Provided text ::
-- -- --

At 9 years, mothers completed the Screen for Child Anxiety Related Emotional Disorders (SCARED; Birmaher et al., 1999) and the Child Behavior Checklist (CBCL; Achenbach & Rescorla, 2001) to assess children’s anxiety problems. Analysis of the SCARED focused on the social anxiety scale. For the CBCL, the current analysis focused on the internalizing broadband T–score. Among participants with available 7-year startle data, males demonstrated higher internalizing problems (M = 51.65) than females (M = 46.39) on the CBCL, t(79) = 2.83, p = .006. No differences between genders were observed for the SCARED (p < .20).

Data Analysis

Hierarchical regression analyses were conducted to examine whether 7-year startle responses moderated the relation between early BI and 9-year internalizing and anxiety outcomes. To account for missing data, maximum likelihood estimation (MLE) was utilized in all analyses for participants who had available data on at least one independent measure (i.e., BI or startle data). Patterns of missing data were not associated with BI, startle, or anxiety measures (ps >.20). All analyses were first conducted using the BI composite as the predictor, comprised of both laboratory observation and parent report. Next, to explore how different measures of BI influence later outcomes, separate regression analyses were conducted using laboratory-observed BI and then parent report of BI. Gender was included as a predictor for 9-year outcomes because preliminary analysis found that males exhibited greater internalizing problems than females. An interaction variable was computed as the product of the mean-centered startle and BI variables and was included in all regression analyses. Significant interactions were probed by examining the effect of BI on 9-year outcomes at ± 1 standard deviation of the moderators (Aiken & West, 1991).

-- -- --

Data extract ::
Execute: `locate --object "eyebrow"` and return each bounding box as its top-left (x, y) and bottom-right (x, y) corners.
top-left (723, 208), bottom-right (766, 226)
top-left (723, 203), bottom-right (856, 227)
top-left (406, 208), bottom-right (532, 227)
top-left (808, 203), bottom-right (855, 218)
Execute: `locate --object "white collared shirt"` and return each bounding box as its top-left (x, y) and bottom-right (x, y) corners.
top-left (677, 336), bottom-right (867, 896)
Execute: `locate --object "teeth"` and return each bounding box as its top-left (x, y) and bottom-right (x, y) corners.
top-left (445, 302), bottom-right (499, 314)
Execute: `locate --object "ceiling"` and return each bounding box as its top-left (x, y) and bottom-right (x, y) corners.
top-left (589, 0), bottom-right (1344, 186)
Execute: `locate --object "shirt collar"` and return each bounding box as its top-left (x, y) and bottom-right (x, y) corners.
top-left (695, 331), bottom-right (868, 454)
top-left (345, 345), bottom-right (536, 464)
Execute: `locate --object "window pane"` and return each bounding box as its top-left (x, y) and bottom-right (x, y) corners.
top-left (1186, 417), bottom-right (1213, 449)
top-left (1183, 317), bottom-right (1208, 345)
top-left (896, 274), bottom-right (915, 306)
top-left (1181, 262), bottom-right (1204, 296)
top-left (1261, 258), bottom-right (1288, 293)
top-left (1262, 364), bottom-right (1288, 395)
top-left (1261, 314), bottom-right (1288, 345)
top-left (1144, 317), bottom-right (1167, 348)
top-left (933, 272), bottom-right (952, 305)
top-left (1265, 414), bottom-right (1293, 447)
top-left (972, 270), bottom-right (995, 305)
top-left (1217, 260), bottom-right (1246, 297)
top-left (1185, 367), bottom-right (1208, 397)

-- -- --

Exercise set ::
1. In the provided text, what estimation method was used to handle missing data?
2. From the provided text, copy word for word the part that opens with the words containing "At 9 years, mothers" and closes with "SCARED (p < .20).".

Exercise responses ::
1. Maximum likelihood estimation (MLE).

2.
At 9 years, mothers completed the Screen for Child Anxiety Related Emotional Disorders (SCARED; Birmaher et al., 1999) and the Child Behavior Checklist (CBCL; Achenbach & Rescorla, 2001) to assess children’s anxiety problems. Analysis of the SCARED focused on the social anxiety scale. For the CBCL, the current analysis focused on the internalizing broadband T–score. Among participants with available 7-year startle data, males demonstrated higher internalizing problems (M = 51.65) than females (M = 46.39) on the CBCL, t(79) = 2.83, p = .006. No differences between genders were observed for the SCARED (p < .20).